PÁGINA
□ □ □ □

Monday, 04 de November de 2024 ISSN 1519-7670 - Ano 24 - nº 1312

Revoluções em fotografia

Você já imaginou como eram, fisicamente, os participantes da Comuna de Paris (1871)? Ou como era a capital francesa naquela época, como as pessoas se vestiam, qual a aparência dos prédios, monumentos e vias públicas que serviram de cenário aos grandes momentos do ‘assalto aos céus’? Tudo isso ficou registrado como fotografia, e agora está à disposição dos leitores brasileiros no livro Revoluções, organizado por Michael Löwy e editado pela Boitempo (São Paulo). Lançada em Paris, no ano 2000, a primeira edição foi rapidamente esgotada, relata Luiz Bernardo Pericás, e não sem motivo: trata-se de uma fantástica pesquisa histórica e iconográfica, que abarca até a revolução cubana (1953-1967). Felizmente para o leitor brasileiro, o tratamento editorial dado pela Boitempo é primoroso.

Basta percorrer o índice da obra para ter uma ideia de sua importância e extensão: além da Comuna de Paris, somos brindados com fotos de cenas e pessoas que participaram das seguintes revoluções: Russa (1905), Russa (1917), Húngara (1919), Alemã (1918-19), Mexicana (1910-20), Chinesa (1911-49), Espanhola (1936) e a já mencionada cubana. O leitor mais atento notará que não estão na relação alguns movimentos extremamente importantes, como a revolução húngara (1956) e as lutas de libertação nacional (por exemplo, na Indochina e na Argélia).

□ □ □ □

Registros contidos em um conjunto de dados
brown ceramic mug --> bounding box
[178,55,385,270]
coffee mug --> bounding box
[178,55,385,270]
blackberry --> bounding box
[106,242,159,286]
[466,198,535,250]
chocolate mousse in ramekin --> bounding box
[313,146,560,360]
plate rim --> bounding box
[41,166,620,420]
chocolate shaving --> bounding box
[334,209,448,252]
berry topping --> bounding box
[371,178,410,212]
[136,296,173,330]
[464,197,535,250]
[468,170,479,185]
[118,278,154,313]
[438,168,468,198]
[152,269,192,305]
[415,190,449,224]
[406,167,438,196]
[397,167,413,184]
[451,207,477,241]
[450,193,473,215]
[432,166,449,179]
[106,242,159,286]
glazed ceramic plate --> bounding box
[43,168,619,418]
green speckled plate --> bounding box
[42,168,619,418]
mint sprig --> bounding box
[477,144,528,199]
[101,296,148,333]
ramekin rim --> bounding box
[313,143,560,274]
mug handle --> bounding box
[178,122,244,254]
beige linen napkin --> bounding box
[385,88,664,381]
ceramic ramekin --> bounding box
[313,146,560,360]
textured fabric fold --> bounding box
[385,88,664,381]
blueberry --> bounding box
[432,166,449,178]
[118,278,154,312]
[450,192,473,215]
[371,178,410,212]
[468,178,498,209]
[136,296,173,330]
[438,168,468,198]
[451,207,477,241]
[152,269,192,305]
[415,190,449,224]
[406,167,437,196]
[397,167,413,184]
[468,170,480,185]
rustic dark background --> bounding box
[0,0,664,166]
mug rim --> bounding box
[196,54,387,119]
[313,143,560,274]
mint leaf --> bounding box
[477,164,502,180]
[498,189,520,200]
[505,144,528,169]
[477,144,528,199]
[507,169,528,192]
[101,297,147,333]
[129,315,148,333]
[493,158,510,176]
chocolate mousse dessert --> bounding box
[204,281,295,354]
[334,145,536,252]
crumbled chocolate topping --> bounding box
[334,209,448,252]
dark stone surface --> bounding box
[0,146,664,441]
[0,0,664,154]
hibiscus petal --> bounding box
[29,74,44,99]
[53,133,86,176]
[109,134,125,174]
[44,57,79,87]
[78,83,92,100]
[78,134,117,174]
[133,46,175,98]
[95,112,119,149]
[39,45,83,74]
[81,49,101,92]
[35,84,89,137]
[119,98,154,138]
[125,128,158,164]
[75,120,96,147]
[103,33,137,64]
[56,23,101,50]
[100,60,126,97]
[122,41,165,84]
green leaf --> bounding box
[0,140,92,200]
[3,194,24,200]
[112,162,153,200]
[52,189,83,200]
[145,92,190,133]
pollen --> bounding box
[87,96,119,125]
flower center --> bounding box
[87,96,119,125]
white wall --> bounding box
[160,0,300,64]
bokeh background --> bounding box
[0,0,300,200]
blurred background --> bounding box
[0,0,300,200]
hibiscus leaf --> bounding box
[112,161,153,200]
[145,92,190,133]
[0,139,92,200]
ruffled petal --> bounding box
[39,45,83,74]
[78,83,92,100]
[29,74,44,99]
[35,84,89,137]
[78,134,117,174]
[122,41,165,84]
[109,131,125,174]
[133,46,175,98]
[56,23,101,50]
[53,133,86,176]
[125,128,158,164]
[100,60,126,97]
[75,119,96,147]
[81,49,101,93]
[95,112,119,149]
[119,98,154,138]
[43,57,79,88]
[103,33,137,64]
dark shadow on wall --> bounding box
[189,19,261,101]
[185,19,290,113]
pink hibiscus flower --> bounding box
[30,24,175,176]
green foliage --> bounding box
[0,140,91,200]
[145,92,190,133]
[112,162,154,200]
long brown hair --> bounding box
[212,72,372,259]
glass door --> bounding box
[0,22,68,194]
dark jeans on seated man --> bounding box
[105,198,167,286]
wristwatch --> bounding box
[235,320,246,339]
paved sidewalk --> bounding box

□ □ □ □

OBJETIVO INDICADO A
Transcreva o trecho do texto sobre o livro Revoluções começando por "Revoluções em fotografia" e indo até "Boitempo é primoroso.", sem nenhuma alteração.
OBJETIVO INDICADO B
Repita, sem nenhuma alteração, somente as linhas dos registros começando pela linha com "pollen --> bounding box" e indo até a linha com "[185,19,290,113]", ambas incluídas.
O texto sobre o livro Revoluções e os registros têm origens distintas.

RESPOSTA COMPLETA A
Revoluções em fotografia

Você já imaginou como eram, fisicamente, os participantes da Comuna de Paris (1871)? Ou como era a capital francesa naquela época, como as pessoas se vestiam, qual a aparência dos prédios, monumentos e vias públicas que serviram de cenário aos grandes momentos do ‘assalto aos céus’? Tudo isso ficou registrado como fotografia, e agora está à disposição dos leitores brasileiros no livro Revoluções, organizado por Michael Löwy e editado pela Boitempo (São Paulo). Lançada em Paris, no ano 2000, a primeira edição foi rapidamente esgotada, relata Luiz Bernardo Pericás, e não sem motivo: trata-se de uma fantástica pesquisa histórica e iconográfica, que abarca até a revolução cubana (1953-1967). Felizmente para o leitor brasileiro, o tratamento editorial dado pela Boitempo é primoroso.

RESPOSTA COMPLETA B
pollen --> bounding box
[87,96,119,125]
flower center --> bounding box
[87,96,119,125]
white wall --> bounding box
[160,0,300,64]
bokeh background --> bounding box
[0,0,300,200]
blurred background --> bounding box
[0,0,300,200]
hibiscus leaf --> bounding box
[112,161,153,200]
[145,92,190,133]
[0,139,92,200]
ruffled petal --> bounding box
[39,45,83,74]
[78,83,92,100]
[29,74,44,99]
[35,84,89,137]
[78,134,117,174]
[122,41,165,84]
[109,131,125,174]
[133,46,175,98]
[56,23,101,50]
[53,133,86,176]
[125,128,158,164]
[100,60,126,97]
[75,119,96,147]
[81,49,101,93]
[95,112,119,149]
[119,98,154,138]
[43,57,79,88]
[103,33,137,64]
dark shadow on wall --> bounding box
[189,19,261,101]
[185,19,290,113]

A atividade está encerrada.